• [RECORDS]
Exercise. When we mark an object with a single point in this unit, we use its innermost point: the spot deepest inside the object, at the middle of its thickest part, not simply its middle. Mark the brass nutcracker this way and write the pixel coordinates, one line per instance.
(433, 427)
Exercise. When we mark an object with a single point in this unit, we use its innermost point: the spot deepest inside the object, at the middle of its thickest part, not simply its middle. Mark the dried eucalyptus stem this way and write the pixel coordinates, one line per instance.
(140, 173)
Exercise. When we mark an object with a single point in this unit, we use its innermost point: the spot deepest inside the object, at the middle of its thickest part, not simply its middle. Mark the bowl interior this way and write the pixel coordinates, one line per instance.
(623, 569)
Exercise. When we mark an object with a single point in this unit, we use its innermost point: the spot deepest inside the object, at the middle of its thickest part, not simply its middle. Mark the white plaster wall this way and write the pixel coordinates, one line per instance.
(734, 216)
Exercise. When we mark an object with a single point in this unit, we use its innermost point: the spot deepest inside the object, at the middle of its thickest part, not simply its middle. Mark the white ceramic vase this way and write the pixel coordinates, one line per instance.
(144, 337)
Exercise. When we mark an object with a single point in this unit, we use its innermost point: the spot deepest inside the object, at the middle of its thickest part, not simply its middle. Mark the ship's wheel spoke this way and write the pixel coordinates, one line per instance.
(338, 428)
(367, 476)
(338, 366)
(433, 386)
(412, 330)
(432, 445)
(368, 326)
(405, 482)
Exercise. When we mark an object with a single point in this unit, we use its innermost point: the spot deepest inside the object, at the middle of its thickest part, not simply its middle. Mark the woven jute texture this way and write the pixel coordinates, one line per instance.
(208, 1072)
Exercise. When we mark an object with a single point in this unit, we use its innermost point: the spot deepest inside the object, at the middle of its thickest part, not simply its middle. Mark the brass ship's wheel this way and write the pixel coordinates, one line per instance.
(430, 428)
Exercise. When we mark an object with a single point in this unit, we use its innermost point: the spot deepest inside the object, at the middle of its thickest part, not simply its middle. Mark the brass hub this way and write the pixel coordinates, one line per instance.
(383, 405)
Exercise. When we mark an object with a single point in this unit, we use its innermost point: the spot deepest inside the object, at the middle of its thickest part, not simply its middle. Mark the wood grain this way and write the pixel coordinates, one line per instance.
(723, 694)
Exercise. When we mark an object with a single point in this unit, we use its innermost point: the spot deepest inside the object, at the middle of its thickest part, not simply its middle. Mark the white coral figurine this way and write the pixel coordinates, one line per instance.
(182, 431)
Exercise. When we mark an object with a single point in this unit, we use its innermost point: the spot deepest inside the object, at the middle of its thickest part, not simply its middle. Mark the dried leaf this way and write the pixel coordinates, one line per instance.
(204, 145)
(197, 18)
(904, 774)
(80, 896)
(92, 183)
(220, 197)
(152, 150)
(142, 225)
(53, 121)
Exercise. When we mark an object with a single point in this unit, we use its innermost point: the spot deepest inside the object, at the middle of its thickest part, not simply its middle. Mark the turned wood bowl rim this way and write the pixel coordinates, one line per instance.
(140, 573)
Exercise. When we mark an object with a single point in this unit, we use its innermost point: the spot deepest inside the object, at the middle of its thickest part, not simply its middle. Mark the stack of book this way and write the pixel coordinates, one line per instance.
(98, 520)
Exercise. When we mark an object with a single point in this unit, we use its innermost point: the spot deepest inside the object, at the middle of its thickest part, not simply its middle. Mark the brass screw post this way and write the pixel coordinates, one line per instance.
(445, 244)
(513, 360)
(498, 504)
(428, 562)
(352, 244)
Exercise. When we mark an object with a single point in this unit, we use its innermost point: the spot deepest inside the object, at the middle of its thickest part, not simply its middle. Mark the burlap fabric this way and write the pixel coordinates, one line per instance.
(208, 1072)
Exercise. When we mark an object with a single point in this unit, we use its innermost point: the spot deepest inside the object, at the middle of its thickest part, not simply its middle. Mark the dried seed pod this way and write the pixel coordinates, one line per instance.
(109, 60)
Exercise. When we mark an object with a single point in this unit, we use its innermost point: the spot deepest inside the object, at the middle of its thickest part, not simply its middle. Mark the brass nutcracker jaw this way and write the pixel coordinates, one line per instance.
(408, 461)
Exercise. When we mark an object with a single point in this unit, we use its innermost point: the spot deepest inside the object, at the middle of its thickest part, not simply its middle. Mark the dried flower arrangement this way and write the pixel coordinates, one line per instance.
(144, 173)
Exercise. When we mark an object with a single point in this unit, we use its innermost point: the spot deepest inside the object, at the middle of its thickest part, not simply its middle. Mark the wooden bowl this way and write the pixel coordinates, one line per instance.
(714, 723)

...

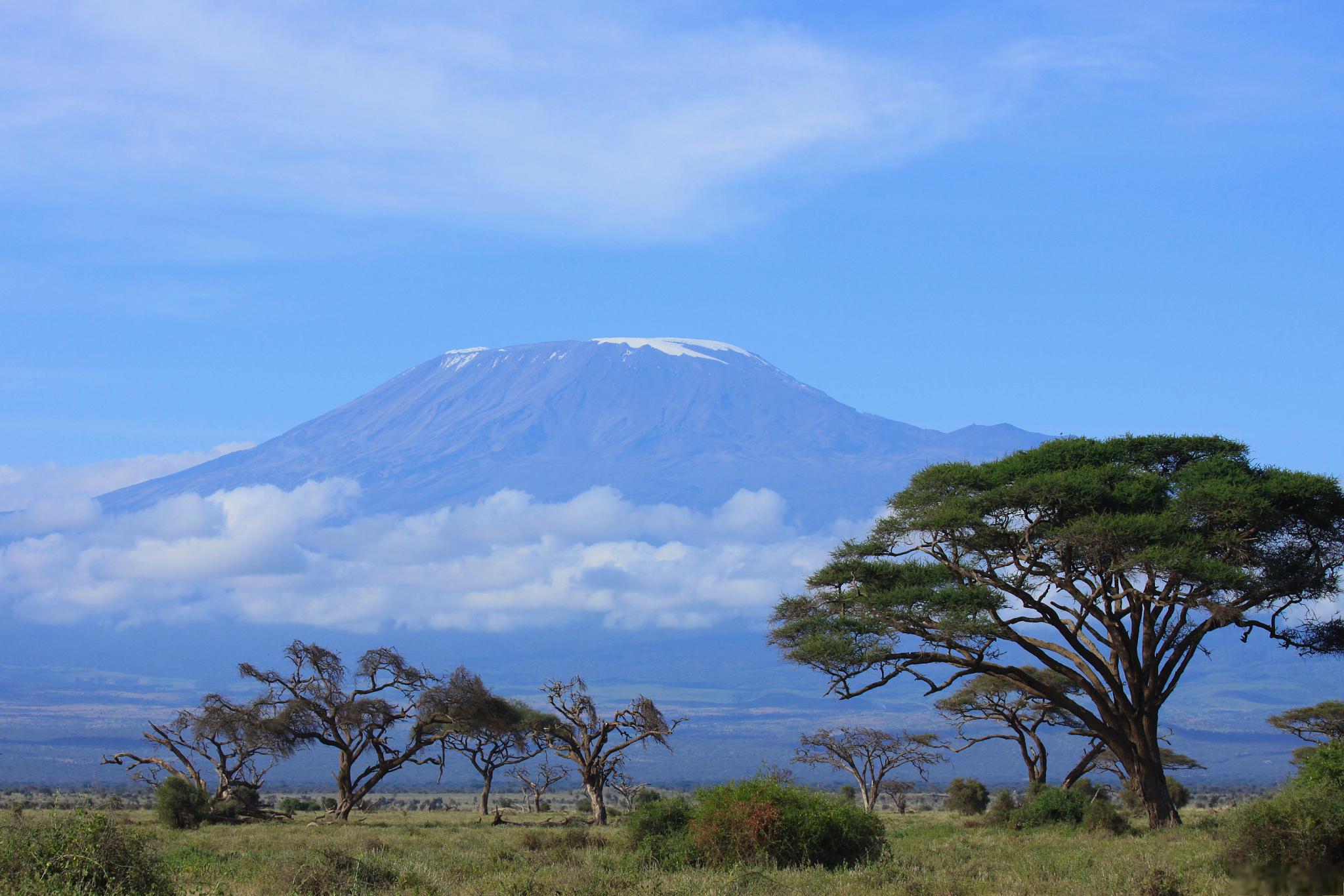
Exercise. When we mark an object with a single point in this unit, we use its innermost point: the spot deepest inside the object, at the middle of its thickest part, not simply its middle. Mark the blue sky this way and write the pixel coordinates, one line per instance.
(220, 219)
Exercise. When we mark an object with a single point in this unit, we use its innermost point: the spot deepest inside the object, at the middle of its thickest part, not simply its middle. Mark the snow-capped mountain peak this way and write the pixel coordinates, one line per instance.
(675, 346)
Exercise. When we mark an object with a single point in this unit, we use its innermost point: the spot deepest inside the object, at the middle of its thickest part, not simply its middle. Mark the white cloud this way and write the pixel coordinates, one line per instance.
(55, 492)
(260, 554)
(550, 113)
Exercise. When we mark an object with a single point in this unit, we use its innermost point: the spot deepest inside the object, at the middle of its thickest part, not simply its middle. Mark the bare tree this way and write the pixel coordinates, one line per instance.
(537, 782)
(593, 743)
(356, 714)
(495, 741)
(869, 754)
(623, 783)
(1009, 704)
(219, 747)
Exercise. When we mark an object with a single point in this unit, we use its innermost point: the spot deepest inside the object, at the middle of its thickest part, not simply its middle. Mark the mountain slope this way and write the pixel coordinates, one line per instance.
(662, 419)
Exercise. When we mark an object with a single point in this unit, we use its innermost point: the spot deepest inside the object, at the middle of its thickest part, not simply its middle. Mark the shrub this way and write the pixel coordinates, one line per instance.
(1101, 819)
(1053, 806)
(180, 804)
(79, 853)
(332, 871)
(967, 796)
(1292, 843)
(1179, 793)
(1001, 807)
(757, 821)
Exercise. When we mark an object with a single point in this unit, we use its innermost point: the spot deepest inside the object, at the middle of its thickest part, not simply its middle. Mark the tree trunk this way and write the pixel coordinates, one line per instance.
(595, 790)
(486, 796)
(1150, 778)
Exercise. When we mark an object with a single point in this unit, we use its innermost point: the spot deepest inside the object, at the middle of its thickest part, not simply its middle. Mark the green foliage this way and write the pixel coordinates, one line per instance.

• [INSTRUCTION]
Update the part of the material that opens with the line containing "Mark the tree" and closes with the line containing "Mark the green", changing "innermost point" to "deepest point" and leaving everything else as it is.

• [EXPECTED ANSWER]
Exercise. When we mark an object with a single point in this unit, we use its deepest point: the spot deepest inside the object, at the middle of its thickest part, not simply its middle. Mark the tree trunk this way and write the pixel coordinates, one line per instance.
(595, 790)
(486, 796)
(1150, 778)
Exercise. When we mark an object with a single point in this unit, we use its deepest point: the spot deepest inside the object, at the middle of its thickest part, not simply its middle. Mark the green foliage this way and write the pixel coordinates, one line per instance.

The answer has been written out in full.